* [DOCUMENT SEGMENT]:
It was around this time that I began to realize my neck & shoulder were becoming rather painful. Then I started to get seriously nauseous. That was the final straw. That is one of the big warning signs in head injuries… well, that and feeling 18 again.
I decided to drive to the hospital and get checked out. Part of me was saying, “No... driving is not an option here, Injury-Girl!” (My secret identity) When, while searching in vain for my car keys and not finding them, my head suddenly felt like it’d been slammed again.
I dialed 911 and went and sat on my front porch, talking to the 911 operator until the ambulance arrived. I have wondered if I might have lapsed into unconsciousness had she not kept me talking.
These are FANTASTIC people by the way… if there is anything done where you live to benefit Emergency Dispatch Officers, EMT’s and the like… contribute in way you can. They deserve recognition for their fine service to the communities they serve!
The 911 operator thought it was nice of me to ask they not run into my neighborhood with the sirens on. (It would have disturbed my neighbors big time! And they’re normal people that actually sleep at night!) Once they arrived she signed off. I then realized I was talking on my cordless house phone.
Damn.
Hmm… leave it on the porch? Put it in the mailbox? The EMT’s putting my neck in a brace seeing as I can no longer turn my head without it bringing tears to my eyes… so I hand it to the other EMT that has my purse and ask her to stuff it in there.
She laughed.
There is one thing I can say with conviction. Ambulances may have air-shock-ride stabilizers but the bottom line is they are nothing more than ¾ ton trucks and they ride like lumber wagon buckboards!
About a block from my house I began hoping the next lurch & jar of a pothole would make me lose consciousness! The ride was a nightmare of pain with each bump. I have decided there are only two ways to ride in an ambulance. Out cold or too altered to care. (Guess that's why they call them 'Emergency Vehicles, eh?) Sadly, I was just shy of both! With each jolt I became fully aware of one thing. I was glad I’d called 911. I was hurting. For me that, was saying a lot.

[Items from a dataset]
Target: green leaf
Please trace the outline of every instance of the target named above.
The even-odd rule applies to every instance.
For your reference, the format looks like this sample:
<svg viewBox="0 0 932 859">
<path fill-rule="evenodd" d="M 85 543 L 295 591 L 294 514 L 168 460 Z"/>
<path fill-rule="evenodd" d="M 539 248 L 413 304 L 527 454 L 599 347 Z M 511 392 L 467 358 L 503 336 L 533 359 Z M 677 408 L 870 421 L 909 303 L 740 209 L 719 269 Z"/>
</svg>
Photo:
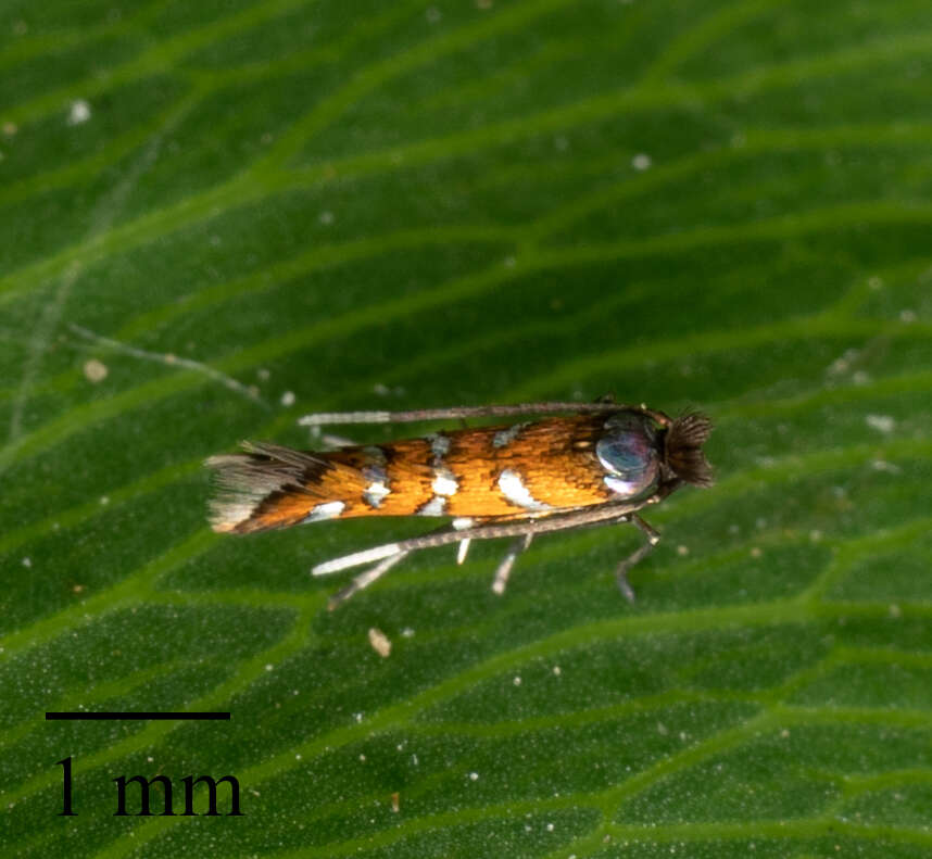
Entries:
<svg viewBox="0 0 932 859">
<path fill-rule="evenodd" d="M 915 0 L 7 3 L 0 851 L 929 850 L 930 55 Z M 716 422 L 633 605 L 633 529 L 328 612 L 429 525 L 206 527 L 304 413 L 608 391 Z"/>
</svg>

---

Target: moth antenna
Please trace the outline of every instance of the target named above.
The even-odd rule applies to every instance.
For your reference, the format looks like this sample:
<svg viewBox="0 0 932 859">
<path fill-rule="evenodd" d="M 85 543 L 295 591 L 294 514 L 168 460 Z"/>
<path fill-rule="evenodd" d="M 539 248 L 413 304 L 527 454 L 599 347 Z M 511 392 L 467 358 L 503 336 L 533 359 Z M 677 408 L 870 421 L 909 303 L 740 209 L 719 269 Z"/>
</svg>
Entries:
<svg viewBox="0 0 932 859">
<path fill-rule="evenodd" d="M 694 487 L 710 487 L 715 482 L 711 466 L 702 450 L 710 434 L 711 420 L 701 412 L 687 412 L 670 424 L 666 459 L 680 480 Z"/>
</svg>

* [WORK TO BE COMPLETED]:
Answer these about the ambulance story:
(a) What was the writer looking for when the head pain suddenly got worse?
(b) Where did the writer sit while talking to the 911 operator?
(c) What did the writer ask the other EMT to do with the cordless phone?
You won't need the lines to do any of this.

* [YOUR SOLUTION]:
(a) The car keys.
(b) On the front porch.
(c) Stuff it into the writer's purse, which that EMT was holding.